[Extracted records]
::::::::
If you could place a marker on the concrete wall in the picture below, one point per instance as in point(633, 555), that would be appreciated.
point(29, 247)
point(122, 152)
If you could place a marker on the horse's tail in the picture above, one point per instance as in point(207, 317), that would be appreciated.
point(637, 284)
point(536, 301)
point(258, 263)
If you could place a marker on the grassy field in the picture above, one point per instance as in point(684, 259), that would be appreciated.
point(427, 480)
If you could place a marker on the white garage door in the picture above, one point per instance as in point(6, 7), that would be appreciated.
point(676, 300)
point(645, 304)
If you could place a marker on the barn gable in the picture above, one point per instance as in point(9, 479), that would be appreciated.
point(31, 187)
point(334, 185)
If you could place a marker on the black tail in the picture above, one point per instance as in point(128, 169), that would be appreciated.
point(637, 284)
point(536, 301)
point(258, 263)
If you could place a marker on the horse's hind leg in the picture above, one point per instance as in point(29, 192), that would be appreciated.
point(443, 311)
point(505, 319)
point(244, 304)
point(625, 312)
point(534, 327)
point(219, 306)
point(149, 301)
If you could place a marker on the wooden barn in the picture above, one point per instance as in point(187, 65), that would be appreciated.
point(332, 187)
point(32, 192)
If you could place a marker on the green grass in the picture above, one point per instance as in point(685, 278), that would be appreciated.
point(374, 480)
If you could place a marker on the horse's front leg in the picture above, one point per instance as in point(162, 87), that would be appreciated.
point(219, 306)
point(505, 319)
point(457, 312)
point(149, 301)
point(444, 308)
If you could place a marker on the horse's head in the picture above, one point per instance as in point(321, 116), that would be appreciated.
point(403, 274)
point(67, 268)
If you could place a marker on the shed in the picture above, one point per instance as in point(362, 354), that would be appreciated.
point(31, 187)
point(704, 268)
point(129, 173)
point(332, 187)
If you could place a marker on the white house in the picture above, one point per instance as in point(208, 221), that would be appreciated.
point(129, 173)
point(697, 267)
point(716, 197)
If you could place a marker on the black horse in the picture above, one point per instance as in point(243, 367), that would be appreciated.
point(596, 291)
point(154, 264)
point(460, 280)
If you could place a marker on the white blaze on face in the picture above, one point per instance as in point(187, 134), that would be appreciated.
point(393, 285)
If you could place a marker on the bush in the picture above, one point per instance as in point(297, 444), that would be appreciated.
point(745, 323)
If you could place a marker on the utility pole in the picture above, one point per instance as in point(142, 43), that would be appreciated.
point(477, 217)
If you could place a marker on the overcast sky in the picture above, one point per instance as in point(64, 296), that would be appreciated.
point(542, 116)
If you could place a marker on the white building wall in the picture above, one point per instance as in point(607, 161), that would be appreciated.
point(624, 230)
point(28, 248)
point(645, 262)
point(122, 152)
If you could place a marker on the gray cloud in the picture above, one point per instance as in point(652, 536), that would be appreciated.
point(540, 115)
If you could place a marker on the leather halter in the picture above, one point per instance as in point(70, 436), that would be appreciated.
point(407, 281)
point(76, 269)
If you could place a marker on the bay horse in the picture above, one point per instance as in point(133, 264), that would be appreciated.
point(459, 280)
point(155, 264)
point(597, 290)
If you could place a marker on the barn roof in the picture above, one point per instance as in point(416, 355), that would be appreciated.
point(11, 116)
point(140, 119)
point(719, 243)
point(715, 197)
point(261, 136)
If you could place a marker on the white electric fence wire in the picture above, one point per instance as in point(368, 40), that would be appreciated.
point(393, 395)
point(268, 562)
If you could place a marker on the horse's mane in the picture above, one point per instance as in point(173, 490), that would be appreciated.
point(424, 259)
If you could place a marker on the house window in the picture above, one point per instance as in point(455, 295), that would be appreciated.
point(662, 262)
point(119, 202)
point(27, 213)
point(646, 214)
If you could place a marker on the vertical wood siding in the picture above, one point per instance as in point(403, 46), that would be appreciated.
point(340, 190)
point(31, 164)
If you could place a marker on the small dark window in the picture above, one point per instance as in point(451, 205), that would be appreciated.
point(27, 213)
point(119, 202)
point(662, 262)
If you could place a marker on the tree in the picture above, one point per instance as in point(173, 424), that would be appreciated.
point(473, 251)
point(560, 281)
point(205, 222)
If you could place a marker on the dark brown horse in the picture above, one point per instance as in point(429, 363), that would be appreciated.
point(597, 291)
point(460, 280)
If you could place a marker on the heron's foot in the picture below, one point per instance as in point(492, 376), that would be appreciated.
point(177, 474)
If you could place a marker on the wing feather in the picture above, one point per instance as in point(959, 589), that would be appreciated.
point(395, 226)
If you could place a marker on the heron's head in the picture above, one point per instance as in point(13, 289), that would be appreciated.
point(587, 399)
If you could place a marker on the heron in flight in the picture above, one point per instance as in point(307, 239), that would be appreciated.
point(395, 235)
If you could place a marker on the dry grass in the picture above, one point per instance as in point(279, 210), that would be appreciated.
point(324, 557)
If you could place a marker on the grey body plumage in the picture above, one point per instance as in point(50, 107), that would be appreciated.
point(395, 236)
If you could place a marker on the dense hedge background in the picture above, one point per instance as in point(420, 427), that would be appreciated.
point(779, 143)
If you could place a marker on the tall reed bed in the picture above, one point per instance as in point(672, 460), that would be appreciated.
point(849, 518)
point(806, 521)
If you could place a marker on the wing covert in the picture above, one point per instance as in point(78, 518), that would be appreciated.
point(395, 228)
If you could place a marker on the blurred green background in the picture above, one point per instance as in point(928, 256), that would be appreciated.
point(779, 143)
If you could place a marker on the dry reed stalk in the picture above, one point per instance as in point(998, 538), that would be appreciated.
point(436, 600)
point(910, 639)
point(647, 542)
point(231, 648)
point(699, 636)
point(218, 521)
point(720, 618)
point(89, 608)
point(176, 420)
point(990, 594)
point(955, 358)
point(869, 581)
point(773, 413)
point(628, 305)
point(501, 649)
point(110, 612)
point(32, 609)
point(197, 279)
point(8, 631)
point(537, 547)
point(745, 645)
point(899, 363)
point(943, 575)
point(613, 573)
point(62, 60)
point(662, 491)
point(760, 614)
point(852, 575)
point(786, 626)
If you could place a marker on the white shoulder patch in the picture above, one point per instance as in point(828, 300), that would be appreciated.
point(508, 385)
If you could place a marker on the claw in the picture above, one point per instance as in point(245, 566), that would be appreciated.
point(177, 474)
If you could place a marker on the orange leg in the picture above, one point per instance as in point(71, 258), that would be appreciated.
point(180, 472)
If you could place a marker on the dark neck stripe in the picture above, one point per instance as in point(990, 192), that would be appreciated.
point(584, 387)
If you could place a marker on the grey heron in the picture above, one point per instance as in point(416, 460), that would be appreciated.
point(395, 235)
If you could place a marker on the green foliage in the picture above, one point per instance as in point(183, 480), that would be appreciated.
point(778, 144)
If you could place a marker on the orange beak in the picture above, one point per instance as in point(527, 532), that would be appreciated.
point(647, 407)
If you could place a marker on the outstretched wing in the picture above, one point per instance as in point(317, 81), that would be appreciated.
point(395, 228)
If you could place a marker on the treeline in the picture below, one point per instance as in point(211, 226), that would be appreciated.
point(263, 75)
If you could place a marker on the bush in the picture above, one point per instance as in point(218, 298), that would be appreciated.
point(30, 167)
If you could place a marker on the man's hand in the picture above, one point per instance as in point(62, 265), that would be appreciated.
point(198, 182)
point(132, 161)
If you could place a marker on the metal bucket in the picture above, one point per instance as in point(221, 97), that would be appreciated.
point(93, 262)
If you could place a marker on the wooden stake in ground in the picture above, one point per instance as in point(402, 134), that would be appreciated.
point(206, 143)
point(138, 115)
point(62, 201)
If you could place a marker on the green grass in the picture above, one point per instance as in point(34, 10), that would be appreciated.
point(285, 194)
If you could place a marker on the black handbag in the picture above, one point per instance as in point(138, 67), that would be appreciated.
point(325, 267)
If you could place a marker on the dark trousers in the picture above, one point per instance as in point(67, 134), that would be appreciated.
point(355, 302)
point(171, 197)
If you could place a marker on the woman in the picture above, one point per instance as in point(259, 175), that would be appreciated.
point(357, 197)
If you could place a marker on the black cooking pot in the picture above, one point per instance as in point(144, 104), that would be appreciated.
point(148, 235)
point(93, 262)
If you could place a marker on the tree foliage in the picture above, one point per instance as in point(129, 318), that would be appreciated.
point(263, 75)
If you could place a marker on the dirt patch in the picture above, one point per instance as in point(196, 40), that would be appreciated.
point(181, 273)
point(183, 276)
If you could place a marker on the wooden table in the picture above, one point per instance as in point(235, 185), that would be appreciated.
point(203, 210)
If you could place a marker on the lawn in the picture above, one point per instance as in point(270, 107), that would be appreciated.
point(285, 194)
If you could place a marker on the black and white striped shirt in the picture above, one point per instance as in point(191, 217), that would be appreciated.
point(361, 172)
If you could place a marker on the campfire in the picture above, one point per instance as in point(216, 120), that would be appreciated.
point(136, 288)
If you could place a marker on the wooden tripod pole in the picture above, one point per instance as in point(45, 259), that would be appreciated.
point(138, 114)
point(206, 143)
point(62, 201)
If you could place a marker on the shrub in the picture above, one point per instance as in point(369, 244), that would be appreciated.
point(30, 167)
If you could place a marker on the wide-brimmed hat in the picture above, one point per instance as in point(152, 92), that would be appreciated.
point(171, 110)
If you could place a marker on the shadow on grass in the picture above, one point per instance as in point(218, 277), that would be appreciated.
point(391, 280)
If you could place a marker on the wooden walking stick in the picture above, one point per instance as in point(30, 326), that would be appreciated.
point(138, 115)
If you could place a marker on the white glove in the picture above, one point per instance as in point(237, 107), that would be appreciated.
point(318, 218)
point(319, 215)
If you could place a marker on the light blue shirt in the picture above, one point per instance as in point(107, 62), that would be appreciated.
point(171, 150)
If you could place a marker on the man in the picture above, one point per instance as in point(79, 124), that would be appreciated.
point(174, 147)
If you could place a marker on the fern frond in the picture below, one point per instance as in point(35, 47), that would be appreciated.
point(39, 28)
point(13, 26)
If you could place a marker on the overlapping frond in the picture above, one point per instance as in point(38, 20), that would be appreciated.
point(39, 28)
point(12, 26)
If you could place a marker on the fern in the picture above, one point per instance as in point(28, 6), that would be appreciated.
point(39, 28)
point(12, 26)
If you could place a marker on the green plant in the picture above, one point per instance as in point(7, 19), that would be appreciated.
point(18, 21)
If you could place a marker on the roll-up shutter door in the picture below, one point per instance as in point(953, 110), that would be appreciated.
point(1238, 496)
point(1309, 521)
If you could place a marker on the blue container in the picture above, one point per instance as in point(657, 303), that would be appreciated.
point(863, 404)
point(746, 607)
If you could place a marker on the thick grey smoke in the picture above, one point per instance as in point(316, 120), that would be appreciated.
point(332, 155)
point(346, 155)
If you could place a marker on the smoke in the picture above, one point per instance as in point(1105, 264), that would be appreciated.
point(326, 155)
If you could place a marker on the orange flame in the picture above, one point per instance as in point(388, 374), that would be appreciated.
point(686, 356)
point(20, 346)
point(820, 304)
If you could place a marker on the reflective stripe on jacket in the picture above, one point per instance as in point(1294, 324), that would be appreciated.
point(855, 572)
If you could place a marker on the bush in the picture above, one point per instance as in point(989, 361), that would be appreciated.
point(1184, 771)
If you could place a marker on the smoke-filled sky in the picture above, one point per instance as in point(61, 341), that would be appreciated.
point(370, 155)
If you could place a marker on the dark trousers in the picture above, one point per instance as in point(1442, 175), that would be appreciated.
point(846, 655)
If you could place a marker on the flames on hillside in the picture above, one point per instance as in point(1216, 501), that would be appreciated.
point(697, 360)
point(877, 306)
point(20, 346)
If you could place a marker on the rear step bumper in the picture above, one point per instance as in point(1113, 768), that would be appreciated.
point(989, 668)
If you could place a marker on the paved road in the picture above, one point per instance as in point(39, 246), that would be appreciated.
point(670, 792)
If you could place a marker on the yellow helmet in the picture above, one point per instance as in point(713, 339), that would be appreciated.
::::::::
Required task =
Rewrite the stretch of records from the start through the line containing "point(444, 308)", switching "white garage door" to "gray garage door" and keeping everything else the same.

Solution to this problem =
If you could place a marker on the concrete wall in the picture below, one point per instance as in point(633, 555), that would be appreciated.
point(29, 247)
point(122, 152)
If you could place a marker on the horse's tail in the picture above, one point per instance as in point(207, 317), that would be appreciated.
point(637, 284)
point(536, 301)
point(258, 263)
If you could place a marker on the grassy field in the picture above, one point per instance as in point(684, 259), that would be appreciated.
point(427, 480)
If you could place a marker on the gray garage door in the picture above, one point per instance as in point(6, 7), that would be appreciated.
point(676, 300)
point(645, 304)
If you could place a marker on the barn gable in the picture above, one point per instance as in point(9, 479), that would be appreciated.
point(31, 187)
point(334, 185)
If you could place a marker on the black tail in the picture above, one point per instance as in point(128, 169), that would be appreciated.
point(637, 284)
point(536, 301)
point(258, 263)
If you could place a marker on the horse's hind leg in the picture above, one point per instance as in point(29, 192), that would be appreciated.
point(443, 311)
point(505, 319)
point(244, 304)
point(625, 312)
point(534, 327)
point(219, 306)
point(149, 301)
If you could place a marker on the wooden barn in the picture above, one point per instance as in point(187, 65), that would be appreciated.
point(332, 187)
point(32, 192)
If you could place a marker on the green grass in the picture above, one point per instance as in point(685, 278), that would be appreciated.
point(374, 480)
If you could place a marker on the horse's front leg in the picture above, one point per instance as in point(162, 87), that would be appreciated.
point(219, 306)
point(505, 319)
point(457, 312)
point(149, 301)
point(444, 308)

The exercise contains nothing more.